---------- Trecho para leitura

Valdete ressalta também que o crescimento do desemprego expõe as crianças às piores formas de trabalho. “O Brasil já ultrapassa o número de 13 milhões de pessoas desempregadas e 27,9 milhões de pessoas subutilizadas, eufemismo para caracterizar o conjunto de pessoas que estão desocupadas, trabalham menos de 40 horas semanais ou estão disponíveis para trabalhar, mas não conseguem procurar emprego por motivos diversos”.
De acordo com ela, “apenas no primeiro trimestre de 2019, mais de 1,2 milhão de pessoas entraram para a população desocupada, na comparação com o último trimestre de 2018. Se considerarmos esses números, é certo que há incentivo a qualquer forma precarizada de trabalho, notadamente do trabalho infantil”.
Precarização
A juíza e professora universitária assinala levantamento feito pela Rede Peteca – organização de combate ao trabalho infantil-, pelo qual vislumbrou-se que “as investigações abertas pelo MPT em São Paulo passaram de 217 em 2012 para 79 em 2018 (até setembro). As ações realizadas pelo Ministério do Trabalho em SP também tiveram queda no período de 2010 a 2017, de 477 ações fiscais passaram para 363. Nos anos de 2012 a 2016 a quantidade de fiscalizações era superior, próximas a 700”.
Dados do IBGE, mostram que a partir de 2015 o número de crianças trabalhando voltou a crescer depois de cair de 2005 a 2014, Atualmente mais de 2,5 milhões de pessoas de 5 a 17 anos trabalham, na maioria das vezes de forma degradante.
“Com a piora dos índices no mercado de trabalho, a tendência é de que as famílias utilizem todos seus membros para aumentar a renda”, reforma Luiza Bezerra, secretária da Juventude Trabalhadora da Central dos Trabalhadores e Trabalhadoras do Brasil (CTB).
Por isso, acrescenta Luiza, “as manifestações dos estudantes contra os cortes na educação são essenciais para o combate ao trabalho infantil também” porque “a permanência da criança e do jovem na escola impede a sua exploração no trabalho e lhe dá oportunidades reais de atingir novos patamares de vida no futuro”.

--------------------
---------- Registros listados

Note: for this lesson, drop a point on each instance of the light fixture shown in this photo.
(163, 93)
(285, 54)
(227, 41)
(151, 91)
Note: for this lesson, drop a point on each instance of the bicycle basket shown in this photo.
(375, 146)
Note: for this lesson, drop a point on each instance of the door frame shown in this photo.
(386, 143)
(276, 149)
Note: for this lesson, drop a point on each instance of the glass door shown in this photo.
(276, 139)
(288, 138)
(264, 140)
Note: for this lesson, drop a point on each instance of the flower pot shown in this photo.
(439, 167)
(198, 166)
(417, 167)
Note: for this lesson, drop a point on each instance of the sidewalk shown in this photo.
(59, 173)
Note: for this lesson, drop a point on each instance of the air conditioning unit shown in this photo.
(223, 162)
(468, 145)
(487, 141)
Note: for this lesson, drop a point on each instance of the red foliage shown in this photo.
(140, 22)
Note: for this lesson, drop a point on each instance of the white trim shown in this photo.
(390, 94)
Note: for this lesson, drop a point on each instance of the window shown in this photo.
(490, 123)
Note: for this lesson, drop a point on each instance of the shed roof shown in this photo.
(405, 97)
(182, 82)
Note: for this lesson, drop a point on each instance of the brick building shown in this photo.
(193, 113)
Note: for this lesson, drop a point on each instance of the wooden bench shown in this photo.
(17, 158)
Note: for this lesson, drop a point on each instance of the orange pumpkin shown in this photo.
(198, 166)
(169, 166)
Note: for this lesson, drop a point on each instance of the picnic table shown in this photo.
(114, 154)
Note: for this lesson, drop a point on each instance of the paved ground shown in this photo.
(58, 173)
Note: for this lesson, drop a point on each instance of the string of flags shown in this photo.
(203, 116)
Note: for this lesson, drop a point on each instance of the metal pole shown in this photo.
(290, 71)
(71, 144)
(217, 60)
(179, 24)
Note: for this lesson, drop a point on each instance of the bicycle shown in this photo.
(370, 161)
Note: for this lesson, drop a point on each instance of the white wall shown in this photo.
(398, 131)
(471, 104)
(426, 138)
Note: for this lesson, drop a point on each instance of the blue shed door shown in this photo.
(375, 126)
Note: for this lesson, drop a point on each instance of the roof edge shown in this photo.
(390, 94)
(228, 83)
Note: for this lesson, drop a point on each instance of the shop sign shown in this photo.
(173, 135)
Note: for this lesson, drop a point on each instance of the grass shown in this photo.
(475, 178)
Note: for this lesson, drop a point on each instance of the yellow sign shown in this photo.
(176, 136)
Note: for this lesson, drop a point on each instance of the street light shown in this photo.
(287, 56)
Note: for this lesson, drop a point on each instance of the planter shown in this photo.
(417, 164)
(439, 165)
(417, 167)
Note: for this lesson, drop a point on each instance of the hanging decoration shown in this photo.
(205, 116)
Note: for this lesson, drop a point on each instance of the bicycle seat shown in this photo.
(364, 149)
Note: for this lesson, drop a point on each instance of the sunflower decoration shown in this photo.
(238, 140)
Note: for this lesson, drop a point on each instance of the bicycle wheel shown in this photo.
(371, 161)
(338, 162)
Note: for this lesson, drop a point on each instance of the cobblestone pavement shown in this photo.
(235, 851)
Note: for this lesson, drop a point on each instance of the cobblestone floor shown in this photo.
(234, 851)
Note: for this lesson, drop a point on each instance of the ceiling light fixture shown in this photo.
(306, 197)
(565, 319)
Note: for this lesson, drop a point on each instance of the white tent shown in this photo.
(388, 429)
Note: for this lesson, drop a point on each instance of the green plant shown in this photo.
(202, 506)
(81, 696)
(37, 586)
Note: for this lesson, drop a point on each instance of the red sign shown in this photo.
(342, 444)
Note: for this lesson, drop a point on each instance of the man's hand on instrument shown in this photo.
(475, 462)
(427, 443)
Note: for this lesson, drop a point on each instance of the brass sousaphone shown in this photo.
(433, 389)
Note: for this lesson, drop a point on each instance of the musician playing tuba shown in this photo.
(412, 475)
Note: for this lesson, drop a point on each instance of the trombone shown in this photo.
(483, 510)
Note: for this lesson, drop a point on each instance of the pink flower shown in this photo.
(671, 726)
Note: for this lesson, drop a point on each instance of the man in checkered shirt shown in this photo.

--------------------

Tarefas:
1. Você pode transcrever sem nenhuma alteração tudo o que vai da linha dos registros que contém "instrument shown in this photo." até o final dos registros, incluindo as duas pontas?
2. Você pode dar continuidade ao texto sobre trabalho infantil e desemprego no Brasil a partir do ponto em que ele termina?

Respostas:
1.
Note: for this lesson, drop a point on each instance of the man's hand on instrument shown in this photo.
(475, 462)
(427, 443)
Note: for this lesson, drop a point on each instance of the brass sousaphone shown in this photo.
(433, 389)
Note: for this lesson, drop a point on each instance of the musician playing tuba shown in this photo.
(412, 475)
Note: for this lesson, drop a point on each instance of the trombone shown in this photo.
(483, 510)
Note: for this lesson, drop a point on each instance of the pink flower shown in this photo.
(671, 726)
Note: for this lesson, drop a point on each instance of the man in checkered shirt shown in this photo.

2.
“Os governos Lula e Dilma empreenderam grandes esforças para erradicar o trabalho infantil do cenário brasileiro”, diz Ana Paula, mas “com os retrocessos promovidos pela elite golpista, desde 2016, o Brasil anda para trás e o que mais se vê nas ruas e semáforos são crianças trabalhando sem nenhuma condição de segurança”.
Mais escolas, menos exploração
Já para Lidiane Gomes, secretária de Igualdade Racial da CTB-SP e diretora de escola da rede pública estadual, o sucateamento das escolas e o esvaziamento da educação “incentivam as famílias a integrarem suas crianças no mercado de trabalho, perpetuando a ideia do patriarcado brasileiro de que se deve trabalhar desde muito cedo para a criança ‘criar juízo’”, mas ressalta, “essa realidade só serve para as filhas e filhos dos pobres”.
Ao historiar o tema, a juíza do Trabalho, Valdete explica que “faz muito pouco tempo que proibimos o trabalho infantil e iniciamos um combate efetivo a essa prática”.
E esse combater foi empreendido com mais rigor há poucos anos e as políticas vêm sendo abandonadas pelos governos depois do golpe de 2016.
“Basta lembrar que um relatório oficial divulgado em 1901 apontava que um grande número de crianças de 5 a 11 anos trabalhava durante o dia e a noite nas indústrias”, ressalta Valdete. “Um relatório de 1912, do Departamento Estadual do Trabalho de São Paulo, lista 3.707 menores de 16 anos (grande parte deles com menos de 12 anos), num total de 10.204 operários empregados em 29 fábricas de tecidos do estado. Em 1922, crianças que trabalhavam na Votorantim e que se opuseram à jornada de 9 horas, foram trancafiadas no interior da fábrica e espancadas por policiais chamados para ‘conter’ a greve”.
Vânia Marques Pinto, secretária de Políticas Sociais da CTB, reforça ainda que “o Estado está condenando essas a crianças a não ter futuro”. Para ela, “fora da escola e exploradas no trabalho, essas crianças tendem a não se qualificar e procurar melhorias, principalmente nestes tempos de alto desenvolvimento tecnológico”.
Segundo a Organização das Nações Unidas para a Alimentação e a Agricultura (FAO), cerca de 70% de todas as crianças trabalhadoras estão na agricultura – pecuária, silvicultura, pesca ou aquicultura no mundo que apresenta mais de 160 milhões de crianças e jovens trabalhando inadequadamente.
O Caderno Legislativo da Criança e do Adolescente, da Fundação Abrinq, levantou a existência de pelo menos 18 projetos de lei em tramitação em 2016, propondo redução da idade mínima para trabalhar com carteira assinada. “Com a aprovação da reforma trabalhista e o aprofundamento da crise, o trabalho precarizado absorve a mão de obra infantil”, assinala Ana Paula.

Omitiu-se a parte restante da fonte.